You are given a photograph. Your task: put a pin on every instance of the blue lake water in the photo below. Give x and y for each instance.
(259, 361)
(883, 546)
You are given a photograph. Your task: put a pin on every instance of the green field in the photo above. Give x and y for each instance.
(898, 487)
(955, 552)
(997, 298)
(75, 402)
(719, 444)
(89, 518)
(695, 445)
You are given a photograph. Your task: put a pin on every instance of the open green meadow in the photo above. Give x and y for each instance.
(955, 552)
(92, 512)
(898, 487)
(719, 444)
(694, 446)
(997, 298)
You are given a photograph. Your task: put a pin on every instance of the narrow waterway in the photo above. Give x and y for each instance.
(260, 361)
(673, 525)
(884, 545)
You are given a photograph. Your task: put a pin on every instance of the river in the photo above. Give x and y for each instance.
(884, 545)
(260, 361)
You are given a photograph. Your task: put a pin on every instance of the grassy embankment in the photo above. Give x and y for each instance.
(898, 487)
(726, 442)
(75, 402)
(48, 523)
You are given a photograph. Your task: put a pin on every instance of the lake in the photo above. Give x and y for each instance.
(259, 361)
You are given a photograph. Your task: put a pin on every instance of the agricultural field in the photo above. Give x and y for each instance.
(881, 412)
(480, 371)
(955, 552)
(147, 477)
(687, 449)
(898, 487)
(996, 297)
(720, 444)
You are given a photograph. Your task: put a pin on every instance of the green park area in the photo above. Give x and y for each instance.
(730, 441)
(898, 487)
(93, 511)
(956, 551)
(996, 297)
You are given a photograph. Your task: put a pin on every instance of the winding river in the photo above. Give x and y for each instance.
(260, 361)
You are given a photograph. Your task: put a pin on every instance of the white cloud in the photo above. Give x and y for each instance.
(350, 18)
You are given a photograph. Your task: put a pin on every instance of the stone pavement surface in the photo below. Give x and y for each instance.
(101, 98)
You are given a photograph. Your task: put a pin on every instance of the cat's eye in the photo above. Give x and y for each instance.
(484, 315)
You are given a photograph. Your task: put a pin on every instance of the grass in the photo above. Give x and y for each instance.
+--
• What is expected: Convert all of the records above into a Markdown table with two columns, Row and Record line, giving each nonblank line its own numbered row in order and omitting blank lines.

• Complete answer:
| Row | Record line |
|---|---|
| 1 | You are given a photograph. Your task: put a pin on every instance of the blue lake water in the photo below. Give x and y for each instance. |
| 2 | (259, 361) |
| 3 | (883, 546) |
| 4 | You are given a photograph. Your task: put a pin on every instance of the green field in the photo above. Give x and y for each instance. |
| 5 | (898, 487) |
| 6 | (955, 552) |
| 7 | (997, 298) |
| 8 | (75, 402) |
| 9 | (719, 444) |
| 10 | (89, 518) |
| 11 | (695, 445) |
| 12 | You are given a photograph. Your task: put a pin on every instance of the open green meadow in the photo above. Give x and y for each instance. |
| 13 | (955, 552) |
| 14 | (92, 512) |
| 15 | (898, 487) |
| 16 | (719, 444) |
| 17 | (694, 446) |
| 18 | (997, 298) |
| 19 | You are given a photograph. Your task: put a pin on every instance of the narrow waterway in the photo above. Give x and y for each instance. |
| 20 | (260, 361) |
| 21 | (673, 525) |
| 22 | (884, 545) |
| 23 | You are given a photograph. Your task: put a pin on every instance of the river in the photo above. Give x and y for each instance. |
| 24 | (884, 545) |
| 25 | (260, 361) |
| 26 | You are given a photograph. Your task: put a pin on every instance of the grassy embankment in the photo above. Give x and y for each instance. |
| 27 | (898, 487) |
| 28 | (726, 442) |
| 29 | (75, 402) |
| 30 | (48, 523) |
| 31 | You are given a photograph. Your task: put a pin on every instance of the lake in the photo above. Give x and y for each instance. |
| 32 | (259, 361) |
| 33 | You are given a photograph. Your task: put a pin on every instance of the agricultural field in the photo above. Give x and y for each instance. |
| 34 | (881, 412) |
| 35 | (480, 371) |
| 36 | (955, 552) |
| 37 | (147, 477) |
| 38 | (687, 449) |
| 39 | (898, 487) |
| 40 | (996, 297) |
| 41 | (720, 444) |
| 42 | You are given a photograph. Your task: put a pin on every instance of the green park area in the photo above. Give x and y for each instance. |
| 43 | (730, 441) |
| 44 | (898, 487) |
| 45 | (93, 511) |
| 46 | (956, 551) |
| 47 | (996, 297) |
| 48 | You are given a photograph. Your task: put a pin on every instance of the winding river in the photo above. Give x and y for each instance. |
| 49 | (260, 361) |
| 50 | You are given a photograph. Your task: put a pin on every instance of the white cloud in the photo above. Give x and y for each instance. |
| 51 | (350, 18) |
| 52 | You are given a photograph. Your task: put a pin on every instance of the stone pavement surface in the photo below. Give x and y for each instance. |
| 53 | (101, 98) |
| 54 | You are given a photograph. Your task: put a pin on every instance of the cat's eye in the photo above. Give x and y for each instance. |
| 55 | (484, 315) |
| 56 | You are given a photograph. Your task: put a pin on every instance of the grass in the photo above. Give x and y for each instance. |